= Data for analysis =
BEGIN

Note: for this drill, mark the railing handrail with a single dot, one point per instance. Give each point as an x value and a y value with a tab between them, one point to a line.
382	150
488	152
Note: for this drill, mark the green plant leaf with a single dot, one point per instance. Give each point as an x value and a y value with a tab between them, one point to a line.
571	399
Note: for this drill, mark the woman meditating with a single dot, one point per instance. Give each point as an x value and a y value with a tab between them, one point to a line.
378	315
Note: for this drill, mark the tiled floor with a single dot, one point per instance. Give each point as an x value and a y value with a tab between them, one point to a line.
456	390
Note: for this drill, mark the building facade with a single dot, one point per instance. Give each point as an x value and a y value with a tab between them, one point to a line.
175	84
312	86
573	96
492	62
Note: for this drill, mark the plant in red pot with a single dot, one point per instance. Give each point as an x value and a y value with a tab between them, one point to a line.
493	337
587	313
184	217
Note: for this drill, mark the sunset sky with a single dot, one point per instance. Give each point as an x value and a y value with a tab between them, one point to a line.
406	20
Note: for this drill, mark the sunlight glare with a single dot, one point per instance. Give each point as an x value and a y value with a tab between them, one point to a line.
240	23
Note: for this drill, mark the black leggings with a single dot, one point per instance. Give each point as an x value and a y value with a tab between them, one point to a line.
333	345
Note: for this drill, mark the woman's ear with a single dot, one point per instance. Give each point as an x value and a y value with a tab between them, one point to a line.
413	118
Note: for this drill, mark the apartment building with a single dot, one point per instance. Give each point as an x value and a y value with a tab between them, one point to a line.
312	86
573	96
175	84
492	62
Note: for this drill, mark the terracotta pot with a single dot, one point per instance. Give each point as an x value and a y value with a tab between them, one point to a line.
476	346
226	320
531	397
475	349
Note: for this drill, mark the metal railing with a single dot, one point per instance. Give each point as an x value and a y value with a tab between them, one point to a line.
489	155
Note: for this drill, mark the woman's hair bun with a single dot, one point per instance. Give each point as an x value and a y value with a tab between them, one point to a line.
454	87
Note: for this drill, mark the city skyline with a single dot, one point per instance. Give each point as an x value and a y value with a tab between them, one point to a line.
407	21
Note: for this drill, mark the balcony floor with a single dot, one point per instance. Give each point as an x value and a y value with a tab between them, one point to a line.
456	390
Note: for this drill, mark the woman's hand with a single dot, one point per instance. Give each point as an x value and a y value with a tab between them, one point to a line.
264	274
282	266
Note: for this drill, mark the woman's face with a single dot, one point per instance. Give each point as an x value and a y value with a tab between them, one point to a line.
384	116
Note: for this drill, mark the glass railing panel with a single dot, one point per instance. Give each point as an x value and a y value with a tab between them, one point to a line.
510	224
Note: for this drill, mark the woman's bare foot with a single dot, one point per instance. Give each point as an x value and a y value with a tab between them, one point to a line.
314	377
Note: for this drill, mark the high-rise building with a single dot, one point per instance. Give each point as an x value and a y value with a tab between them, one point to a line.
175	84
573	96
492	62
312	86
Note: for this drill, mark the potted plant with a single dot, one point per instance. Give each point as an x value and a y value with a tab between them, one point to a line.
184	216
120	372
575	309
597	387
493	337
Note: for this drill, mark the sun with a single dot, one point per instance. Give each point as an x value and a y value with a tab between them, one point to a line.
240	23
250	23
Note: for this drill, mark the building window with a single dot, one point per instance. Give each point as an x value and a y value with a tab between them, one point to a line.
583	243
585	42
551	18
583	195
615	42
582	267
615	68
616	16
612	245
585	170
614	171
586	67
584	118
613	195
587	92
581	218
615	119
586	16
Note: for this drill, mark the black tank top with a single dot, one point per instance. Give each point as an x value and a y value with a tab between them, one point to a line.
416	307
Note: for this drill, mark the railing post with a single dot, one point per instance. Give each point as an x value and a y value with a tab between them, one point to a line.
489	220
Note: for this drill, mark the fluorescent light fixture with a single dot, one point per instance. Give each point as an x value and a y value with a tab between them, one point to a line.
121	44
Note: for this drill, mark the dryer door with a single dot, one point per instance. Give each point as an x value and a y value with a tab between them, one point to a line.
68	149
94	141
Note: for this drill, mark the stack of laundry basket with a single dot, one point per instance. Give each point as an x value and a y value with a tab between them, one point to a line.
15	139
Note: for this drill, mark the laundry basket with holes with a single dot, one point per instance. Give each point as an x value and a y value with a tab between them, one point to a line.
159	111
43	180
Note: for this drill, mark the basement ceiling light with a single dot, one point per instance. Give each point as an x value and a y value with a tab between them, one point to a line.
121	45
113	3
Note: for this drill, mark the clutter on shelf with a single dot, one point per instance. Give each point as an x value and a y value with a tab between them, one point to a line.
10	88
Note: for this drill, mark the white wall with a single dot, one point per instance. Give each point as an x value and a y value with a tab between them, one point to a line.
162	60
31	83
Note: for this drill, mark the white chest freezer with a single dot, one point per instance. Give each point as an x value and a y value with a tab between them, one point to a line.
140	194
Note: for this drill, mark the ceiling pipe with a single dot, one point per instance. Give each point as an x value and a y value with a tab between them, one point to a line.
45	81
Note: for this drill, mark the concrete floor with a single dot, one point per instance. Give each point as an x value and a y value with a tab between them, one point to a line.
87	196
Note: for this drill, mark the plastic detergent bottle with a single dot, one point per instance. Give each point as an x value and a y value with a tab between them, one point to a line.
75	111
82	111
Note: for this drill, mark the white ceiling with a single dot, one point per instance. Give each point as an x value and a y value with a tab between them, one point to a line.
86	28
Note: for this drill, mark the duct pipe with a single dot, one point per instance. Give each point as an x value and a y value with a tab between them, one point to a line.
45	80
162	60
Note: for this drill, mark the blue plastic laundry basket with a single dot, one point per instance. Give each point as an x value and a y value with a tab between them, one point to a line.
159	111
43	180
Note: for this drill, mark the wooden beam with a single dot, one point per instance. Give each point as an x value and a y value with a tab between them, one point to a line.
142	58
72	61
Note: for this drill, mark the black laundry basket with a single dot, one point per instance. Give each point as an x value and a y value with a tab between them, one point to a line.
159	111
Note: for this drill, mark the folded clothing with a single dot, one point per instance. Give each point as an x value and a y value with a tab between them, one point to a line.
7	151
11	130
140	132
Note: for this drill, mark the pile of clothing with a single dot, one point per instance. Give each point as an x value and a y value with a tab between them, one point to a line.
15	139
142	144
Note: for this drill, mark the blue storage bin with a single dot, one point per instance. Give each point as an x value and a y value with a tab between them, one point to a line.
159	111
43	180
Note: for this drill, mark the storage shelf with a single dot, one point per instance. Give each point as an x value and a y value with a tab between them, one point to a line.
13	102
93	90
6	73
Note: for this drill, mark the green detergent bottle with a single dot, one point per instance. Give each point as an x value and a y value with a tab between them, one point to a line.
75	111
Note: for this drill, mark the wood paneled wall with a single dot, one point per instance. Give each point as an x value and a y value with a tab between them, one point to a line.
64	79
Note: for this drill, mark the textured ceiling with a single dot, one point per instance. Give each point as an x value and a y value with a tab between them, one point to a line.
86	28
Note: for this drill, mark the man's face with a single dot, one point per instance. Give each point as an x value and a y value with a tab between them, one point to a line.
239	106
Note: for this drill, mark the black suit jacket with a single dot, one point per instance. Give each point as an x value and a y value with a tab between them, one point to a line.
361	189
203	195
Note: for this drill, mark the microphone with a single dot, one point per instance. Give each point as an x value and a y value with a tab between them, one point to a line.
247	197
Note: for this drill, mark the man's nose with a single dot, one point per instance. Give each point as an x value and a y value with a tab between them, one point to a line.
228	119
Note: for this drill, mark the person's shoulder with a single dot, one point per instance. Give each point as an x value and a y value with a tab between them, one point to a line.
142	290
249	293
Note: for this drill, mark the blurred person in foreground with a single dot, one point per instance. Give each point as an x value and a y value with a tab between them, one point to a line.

END

Could you return all of the entries exactly as they stand?

Note: for this drill, mark the railing handrail with a single dot, one point per instance. Give each point as an x value and a y value with a tab between them, one point to a line.
382	150
488	152
Note: for this drill, mark the green plant leaf with a single dot, one point per instance. Give each point as an x value and a y value with a tab between them, one point to a line.
571	399
Note: for this drill, mark the woman meditating with a single dot, one point per instance. Give each point as an x value and a y value with a tab between them, one point to a line.
378	315
Note: for this drill, mark the tiled floor with a single dot, one point per instance. Give each point as an x value and a y value with a tab between them, one point to a line.
456	390
Note: for this drill, mark the building facade with a single dot, one point per instance. Give each point as an x value and a y value with a tab between them, one point to a line.
175	84
312	86
573	96
492	62
Note: for this drill, mark the plant in red pot with a single dot, one point per instance. Give each point as an x value and a y value with a tab between them, one point to a line.
493	337
587	313
184	217
Note: for this drill, mark the sunset sky with a single dot, one point per instance. Give each point as an x value and a y value with a tab between them, one point to a line.
406	20
Note: for this drill, mark the sunlight glare with a single dot, one point per instance. Give each point as an x value and a y value with a tab between them, one point to a line.
240	23
Note: for this drill, mark the black leggings with a single dot, one point per instance. Give each point as an x value and a y value with a tab between them, one point to a line.
333	345
Note: for this drill, mark the woman's ear with a single dot, one point per instance. Give each point as an x value and a y value with a tab between them, one point to a line.
413	118
Note: for this drill, mark the apartment building with a single dot, one point per instance. Give each point as an x value and a y value with a tab between them, one point to a line.
312	86
573	96
175	84
492	62
Note: for this drill, mark the terracotta pot with a single dot, one point per instance. Give each point as an x value and a y value with a tab between them, one point to a line.
476	346
226	320
531	397
475	349
Note: for this drill, mark the metal railing with a single dot, one point per instance. Give each point as an x value and a y value with a tab between them, one point to a line.
489	155
Note: for this drill, mark the woman's hair bun with a single dot, one point per instance. Give each point as an x value and a y value with a tab between them, one point to a line.
454	87
Note: for this drill, mark the city skyline with a single dot, one point per instance. Give each point as an x value and a y value with a tab between them, one point to a line.
407	21
Note: for this drill, mark the balcony floor with a single dot, one point per instance. Give each point as an x value and a y value with a tab between them, one point to a line.
456	390
Note: for this drill, mark the woman's hand with a single dot, one point per instance. Give each point as an x value and a y value with a tab between them, one point to a line.
264	274
282	266
Note: for this drill, mark the woman's face with a single dot, one point per instance. Give each point as an x value and a y value with a tab between them, one point to a line.
384	116
Note: for this drill, mark the glass railing panel with a single dot, one point per instance. Give each point as an x value and a y value with a tab between them, one point to a line.
510	224
Note: for this drill, mark the woman's bare foot with a single dot, one point per instance. Give each point as an x value and a y value with a tab between them, one point to a line.
314	377
Note: for this drill, mark the high-rise building with a single dot, one point per instance. Give each point as an x value and a y value with a tab between them, one point to a line.
175	84
573	96
492	62
312	86
Note: for this drill, mark the potted plant with a single dot, one point per instance. Give each point as an x value and a y value with a tab between them, one point to a line.
184	216
120	372
575	309
597	387
493	337
Note: for this drill, mark the sun with a single dot, one point per instance. Give each point as an x value and a y value with a tab between them, one point to a line.
240	23
250	23
Note: for this drill, mark the building window with a single dot, one point per instance. Give each point as an x value and a y value with a tab between them, one point to a line.
583	243
585	42
551	18
583	195
615	42
582	267
615	68
616	16
612	245
585	170
614	171
586	67
584	118
613	195
587	92
581	218
615	119
586	16
Note: for this drill, mark the black tank top with a single dot, one point per instance. Give each point as an x value and a y value with a tab between them, one point to a line.
416	307
Note: for this drill, mark the railing post with a single dot, one point per instance. Give each point as an x value and a y value with a tab between them, one point to a line.
489	220
Note: for this drill, mark the fluorescent light fixture with a single dot, one point per instance. Give each point as an x value and a y value with a tab between them, one point to a line.
121	44
Note: for this drill, mark the dryer door with a single dot, one point per instance. Give each point as an x value and a y value with a tab between them, one point to a line.
68	149
94	141
Note: for this drill, mark the stack of laundry basket with a single dot, one point per instance. Give each point as an x value and a y value with a tab between them, one point to a line.
15	139
Note: for this drill, mark the laundry basket with holes with a single dot, one point per instance. Give each point as an x value and a y value with a tab between them, one point to a line.
159	111
43	180
Note: for this drill, mark the basement ceiling light with a single dot, one point per instance. Give each point as an x value and a y value with a tab between them, one point to a line.
121	45
113	3
Note: for this drill, mark the clutter on shelf with a single dot, one point per instance. Give each point as an x value and a y value with a tab between them, one point to a line.
10	88
Note: for this drill, mark the white wall with a single dot, one point per instance. Give each point as an x value and a y value with a tab between them, one point to a line.
162	60
31	83
Note: for this drill, mark the white chest freezer with a single dot, one point per instance. Give each point as an x value and a y value with a tab between them, one point to a line.
140	194
Note: for this drill, mark the ceiling pipe with a single dot, one point per instance. Give each point as an x value and a y value with a tab between them, one point to a line.
45	81
Note: for this drill, mark the concrete floor with a single dot, one point per instance. Give each point as an x value and a y value with a tab between them, one point to a line.
87	196
Note: for this drill, mark the plastic detergent bottle with a single dot, one point per instance. Give each point as an x value and a y value with a tab between them, one point to a line.
75	111
82	111
Note: for this drill, mark the white ceiling with a single dot, one point per instance. Give each point as an x value and a y value with a tab between them, one point to a line.
86	28
Note: for this drill, mark the duct pipe with a single dot, one point per instance. Give each point as an x value and a y value with a tab between them, one point to a line.
45	80
162	60
Note: for this drill, mark the blue plastic laundry basket with a single dot, one point per instance. Give each point as an x value and a y value with a tab between them, one point to a line.
159	111
43	180
Note: for this drill, mark the wooden beam with a single dot, one point per instance. Give each point as an x value and a y value with a tab between them, one point to a line.
142	58
72	61
Note: for this drill, mark the black laundry basket with a single dot, one point per instance. Give each point as an x value and a y value with a tab between them, one point to a line.
159	111
Note: for this drill, mark the folded clothing with a single dot, one point per instance. Give each point as an x value and a y value with a tab between them, one point to a line.
7	151
11	130
140	132
Note: for this drill, mark the pile of clothing with a single dot, one point per instance. Give each point as an x value and a y value with a tab between them, one point to a line.
15	139
142	144
Note: for this drill, mark the blue storage bin with a single dot, one point per instance. Give each point as an x value and a y value with a tab between them, one point to a line.
159	111
43	180
Note: for this drill, mark the storage shelf with a single dot, one point per instance. Give each point as an x value and a y value with a tab between them, one point to a line.
13	102
93	90
6	73
Note: for this drill, mark the green detergent bottle with a single dot, one point per instance. Give each point as an x value and a y value with a tab between them, one point to a line.
75	111
Note: for this drill, mark the wood paneled wall with a single dot, one point per instance. Give each point as an x value and a y value with a tab between them, one point to a line.
64	79
Note: for this drill, mark the textured ceiling with a single dot, one point per instance. Give each point as an x value and a y value with a tab between them, one point to a line.
86	28
Note: for this drill, mark the man's face with a single dot, one point per instance. Give each point as an x value and a y value with a tab between them, one point to a line.
239	106
Note: for this drill, mark the black suit jacket with a single dot, one point per instance. Give each point as an x value and a y value with a tab between them, one point to a line.
361	189
203	195
Note: for this drill, mark the microphone with a single dot, one point per instance. Give each point as an x value and a y value with a tab between them, one point to a line.
247	197
Note: for this drill, mark the man's nose with a single dot, one point per instance. Give each point as an x value and a y value with a tab between them, one point to a line.
228	119
Note: for this drill, mark the person's shoulder with a single dot, one point per instance. Give each point as an x value and a y value with a tab between them, one point to a line.
142	290
249	293
Note: for this drill, mark the blurred person in foreground with a single dot, one point per instance. Give each point as an x value and a y value with a tab between them, one point to a line.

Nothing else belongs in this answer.